**TASK**
Rewrite every one of the records below as a numbered list, leaving out any blank lines.

**EXERCISE INPUTS**
§ §

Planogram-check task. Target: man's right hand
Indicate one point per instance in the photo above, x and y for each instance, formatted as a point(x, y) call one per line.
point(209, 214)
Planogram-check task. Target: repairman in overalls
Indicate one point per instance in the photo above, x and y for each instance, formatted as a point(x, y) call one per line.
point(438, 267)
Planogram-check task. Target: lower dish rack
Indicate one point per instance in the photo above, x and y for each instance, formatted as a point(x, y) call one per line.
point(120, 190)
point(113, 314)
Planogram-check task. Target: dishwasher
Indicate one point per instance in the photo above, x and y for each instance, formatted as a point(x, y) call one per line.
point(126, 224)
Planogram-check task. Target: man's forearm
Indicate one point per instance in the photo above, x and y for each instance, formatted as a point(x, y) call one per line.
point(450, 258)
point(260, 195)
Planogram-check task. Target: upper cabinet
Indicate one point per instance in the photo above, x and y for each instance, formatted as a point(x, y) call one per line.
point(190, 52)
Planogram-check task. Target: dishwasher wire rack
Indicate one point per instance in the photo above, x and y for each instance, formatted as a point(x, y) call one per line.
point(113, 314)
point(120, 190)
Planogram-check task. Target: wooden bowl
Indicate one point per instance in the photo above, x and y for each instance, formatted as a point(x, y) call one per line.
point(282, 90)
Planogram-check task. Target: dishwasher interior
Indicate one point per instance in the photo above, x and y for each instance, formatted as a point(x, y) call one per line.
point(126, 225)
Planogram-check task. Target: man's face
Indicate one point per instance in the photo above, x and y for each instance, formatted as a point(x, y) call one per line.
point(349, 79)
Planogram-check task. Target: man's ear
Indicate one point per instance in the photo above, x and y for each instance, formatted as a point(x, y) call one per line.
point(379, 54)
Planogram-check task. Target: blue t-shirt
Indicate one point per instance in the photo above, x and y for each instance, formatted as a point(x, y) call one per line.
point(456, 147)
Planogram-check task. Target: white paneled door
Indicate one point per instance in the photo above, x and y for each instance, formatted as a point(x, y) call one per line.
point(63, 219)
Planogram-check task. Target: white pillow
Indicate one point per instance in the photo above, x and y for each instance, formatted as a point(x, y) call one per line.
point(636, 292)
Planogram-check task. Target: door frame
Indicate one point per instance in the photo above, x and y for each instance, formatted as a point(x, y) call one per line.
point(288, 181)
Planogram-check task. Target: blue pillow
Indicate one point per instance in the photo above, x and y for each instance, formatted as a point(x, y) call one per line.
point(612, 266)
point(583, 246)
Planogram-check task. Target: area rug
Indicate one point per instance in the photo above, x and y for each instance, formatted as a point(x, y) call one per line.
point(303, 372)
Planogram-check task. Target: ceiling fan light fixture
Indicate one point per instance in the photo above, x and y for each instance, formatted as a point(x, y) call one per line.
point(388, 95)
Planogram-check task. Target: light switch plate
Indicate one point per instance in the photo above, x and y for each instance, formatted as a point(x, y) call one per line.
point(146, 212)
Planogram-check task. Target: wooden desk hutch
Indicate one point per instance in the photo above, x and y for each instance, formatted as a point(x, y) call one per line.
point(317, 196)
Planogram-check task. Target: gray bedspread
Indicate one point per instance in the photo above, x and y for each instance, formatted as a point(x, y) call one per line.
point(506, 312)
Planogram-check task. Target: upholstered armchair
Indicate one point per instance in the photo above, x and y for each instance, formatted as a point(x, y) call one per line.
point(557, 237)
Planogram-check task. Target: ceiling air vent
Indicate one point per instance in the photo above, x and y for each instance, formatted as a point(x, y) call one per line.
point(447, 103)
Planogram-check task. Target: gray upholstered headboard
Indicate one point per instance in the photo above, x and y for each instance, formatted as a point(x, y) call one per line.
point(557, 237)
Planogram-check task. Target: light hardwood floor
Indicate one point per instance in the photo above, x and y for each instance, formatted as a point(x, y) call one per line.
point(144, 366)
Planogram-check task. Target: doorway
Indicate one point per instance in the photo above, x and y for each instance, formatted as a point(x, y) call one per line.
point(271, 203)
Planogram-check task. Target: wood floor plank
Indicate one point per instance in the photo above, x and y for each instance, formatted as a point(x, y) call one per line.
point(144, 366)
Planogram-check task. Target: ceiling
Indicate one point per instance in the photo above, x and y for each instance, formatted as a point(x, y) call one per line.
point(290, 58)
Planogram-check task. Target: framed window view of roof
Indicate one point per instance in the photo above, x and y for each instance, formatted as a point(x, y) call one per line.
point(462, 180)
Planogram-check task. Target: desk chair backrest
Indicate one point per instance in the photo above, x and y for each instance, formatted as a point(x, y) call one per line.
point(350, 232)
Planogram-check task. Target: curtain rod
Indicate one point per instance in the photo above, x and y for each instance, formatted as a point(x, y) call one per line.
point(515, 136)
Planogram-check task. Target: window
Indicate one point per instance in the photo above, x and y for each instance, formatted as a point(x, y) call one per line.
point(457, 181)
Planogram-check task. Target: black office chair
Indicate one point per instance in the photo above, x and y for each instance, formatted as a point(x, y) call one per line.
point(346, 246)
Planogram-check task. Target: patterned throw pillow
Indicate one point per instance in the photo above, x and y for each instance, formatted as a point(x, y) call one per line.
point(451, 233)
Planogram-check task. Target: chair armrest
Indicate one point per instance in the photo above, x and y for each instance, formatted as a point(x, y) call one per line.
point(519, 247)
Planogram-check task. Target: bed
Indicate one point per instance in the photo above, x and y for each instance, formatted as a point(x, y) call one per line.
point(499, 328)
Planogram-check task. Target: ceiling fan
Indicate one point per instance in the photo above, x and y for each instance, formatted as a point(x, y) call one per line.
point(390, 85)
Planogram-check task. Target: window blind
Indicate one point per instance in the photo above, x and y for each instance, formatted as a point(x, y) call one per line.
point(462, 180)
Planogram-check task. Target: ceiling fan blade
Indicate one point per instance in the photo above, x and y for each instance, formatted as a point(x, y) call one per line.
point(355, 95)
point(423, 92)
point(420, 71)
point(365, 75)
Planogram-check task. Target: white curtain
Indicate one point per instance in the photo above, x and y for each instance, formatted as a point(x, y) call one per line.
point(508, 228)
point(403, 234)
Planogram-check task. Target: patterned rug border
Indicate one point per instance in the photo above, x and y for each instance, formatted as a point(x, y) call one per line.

§ §

**TASK RESPONSE**
1. Planogram-check task. Target: man's right hand
2. Indicate one point per instance in the photo above, x and y for each instance, formatted as a point(x, y) call one per line.
3. point(209, 214)
4. Planogram-check task. Target: repairman in overalls
5. Indicate one point per instance in the photo above, x and y for each instance, formatted as a point(x, y) call one per line.
6. point(438, 267)
7. Planogram-check task. Target: lower dish rack
8. Indicate one point per instance in the photo above, x and y for each instance, formatted as a point(x, y) call one per line.
9. point(120, 190)
10. point(113, 314)
11. Planogram-check task. Target: dishwasher
12. Indicate one point per instance in the photo above, x and y for each instance, formatted as a point(x, y) call one per line.
13. point(126, 224)
14. Planogram-check task. Target: man's forearm
15. Indicate one point per instance in the photo above, x and y for each instance, formatted as a point(x, y) call one per line.
16. point(450, 258)
17. point(260, 195)
18. Planogram-check task. Target: upper cabinet
19. Indicate one point per instance in the photo above, x and y for each instance, formatted as a point(x, y) call one per line.
20. point(190, 52)
21. Planogram-check task. Target: dishwasher wire rack
22. Indicate one point per instance in the photo above, x and y for each instance, formatted as a point(x, y) call one per line.
23. point(113, 314)
24. point(120, 190)
25. Planogram-check task. Target: wooden bowl
26. Indicate one point per instance in the photo above, x and y for each instance, formatted as a point(x, y) call one per line.
27. point(282, 90)
28. Planogram-check task. Target: dishwasher interior
29. Indicate one point per instance in the photo above, x and y for each instance, formatted as a point(x, y) call one per line.
30. point(126, 225)
31. Planogram-check task. Target: man's face
32. Indicate one point per instance in the photo above, x and y for each instance, formatted as a point(x, y) call one per line.
33. point(349, 79)
34. Planogram-check task. Target: man's ear
35. Indicate one point per instance in the photo above, x and y for each instance, formatted as a point(x, y) call one per line.
36. point(379, 54)
37. Planogram-check task. Target: blue t-shirt
38. Indicate one point per instance in the photo above, x and y for each instance, formatted as a point(x, y) call one per line.
39. point(456, 147)
40. Planogram-check task. Target: white paneled door
41. Indicate one point per instance in the photo above, x and y for each instance, formatted as a point(x, y) call one per line.
42. point(63, 219)
43. Planogram-check task. Target: white pillow
44. Indicate one point per instance in the photo above, x and y for each instance, formatted as a point(x, y) call one per line.
45. point(636, 292)
46. Planogram-check task. Target: door frame
47. Indicate one point per instance in the photo above, x and y for each instance, formatted as a point(x, y) call one per line.
48. point(288, 181)
49. Planogram-check task. Target: blue pillow
50. Indicate one point per instance in the photo above, x and y for each instance, formatted as a point(x, y) call one per line.
51. point(612, 266)
52. point(583, 246)
53. Planogram-check task. Target: area rug
54. Indicate one point per instance in the photo above, x and y for each instance, formatted as a point(x, y) call one per line.
55. point(303, 372)
56. Planogram-check task. Target: ceiling fan light fixture
57. Indicate one point per instance in the photo above, x and y for each instance, formatted as a point(x, y) call one per line.
58. point(388, 95)
59. Planogram-check task. Target: light switch plate
60. Indicate one point per instance in the photo above, x and y for each instance, formatted as a point(x, y) call one per line.
61. point(146, 212)
62. Planogram-check task. Target: wooden desk hutch
63. Indicate one point per instance in the photo above, x and y for each instance, formatted as a point(x, y) call one per line.
64. point(317, 196)
65. Planogram-check task. Target: gray bedspread
66. Indicate one point per instance in the photo above, x and y for each instance, formatted as a point(x, y) call one per line.
67. point(506, 312)
68. Planogram-check task. Target: upholstered armchair
69. Indicate one point per instance in the photo above, x and y for each instance, formatted as a point(x, y) call one per line.
70. point(557, 237)
71. Planogram-check task. Target: ceiling air vent
72. Indicate one point per instance in the photo above, x and y for each instance, formatted as a point(x, y) call one per line.
73. point(447, 103)
74. Planogram-check task. Target: gray upholstered headboard
75. Indicate one point per instance in the photo above, x and y for each instance, formatted as a point(x, y) call one per line.
76. point(557, 237)
77. Planogram-check task. Target: light hardwood floor
78. Indicate one point per instance in the photo above, x and y for each instance, formatted as a point(x, y) call one per line.
79. point(144, 366)
80. Planogram-check task. Target: doorway
81. Indicate one point per instance in the photo above, x and y for each instance, formatted as a point(x, y) call one per line.
82. point(271, 203)
83. Planogram-check task. Target: wood floor plank
84. Indicate one point per instance in the photo above, x and y for each instance, formatted as a point(x, y) call one per line.
85. point(144, 366)
86. Planogram-check task. Target: ceiling
87. Indicate one point per instance in the photo above, x and y for each instance, formatted as a point(x, y) call one per line.
88. point(290, 58)
89. Planogram-check task. Target: framed window view of roof
90. Indicate one point per instance in the photo above, x and y for each instance, formatted as a point(x, y) call one per line.
91. point(462, 180)
92. Planogram-check task. Target: desk chair backrest
93. Indicate one point per instance in the photo above, x and y for each instance, formatted as a point(x, y) call one per line.
94. point(350, 232)
95. Planogram-check task. Target: curtain rod
96. Indicate one point per instance in the photo above, x and y for each instance, formatted as a point(x, y) call one per line.
97. point(515, 136)
98. Planogram-check task. Target: window
99. Indicate one point per instance in the photo above, x and y for each instance, formatted as a point(x, y) call one per line.
100. point(457, 181)
101. Planogram-check task. Target: black office chair
102. Indicate one point per instance in the photo above, x and y for each instance, formatted as a point(x, y) call one per line.
103. point(346, 246)
104. Planogram-check task. Target: patterned throw pillow
105. Indicate one point per instance in the photo above, x and y for each instance, formatted as a point(x, y) call one per line.
106. point(451, 233)
107. Planogram-check task. Target: chair armrest
108. Indicate one point per instance in the photo above, x and y for each instance, formatted as a point(x, y) call one per line.
109. point(519, 247)
110. Planogram-check task. Target: bed
111. Indicate one point per instance in the photo above, x and y for each instance, formatted as a point(x, y) call one per line.
112. point(499, 328)
113. Planogram-check task. Target: ceiling fan
114. Indicate one point per instance in the photo above, x and y for each instance, formatted as a point(x, y) call one per line.
115. point(390, 85)
116. Planogram-check task. Target: window blind
117. Indicate one point per instance in the photo above, x and y for each instance, formatted as a point(x, y) call one per line.
118. point(462, 180)
119. Planogram-check task. Target: ceiling fan blade
120. Indicate one point per instance in the photo above, x and y for each instance, formatted as a point(x, y) call one per line.
121. point(355, 95)
122. point(423, 92)
123. point(420, 71)
124. point(365, 75)
125. Planogram-check task. Target: white curtain
126. Indicate one point per instance in the photo above, x and y for each instance, formatted as a point(x, y) call one per line.
127. point(508, 228)
128. point(403, 234)
129. Planogram-check task. Target: patterned rug border
130. Indicate one point per instance in the photo above, x and y for each instance, formatted as a point(x, y) call one per line.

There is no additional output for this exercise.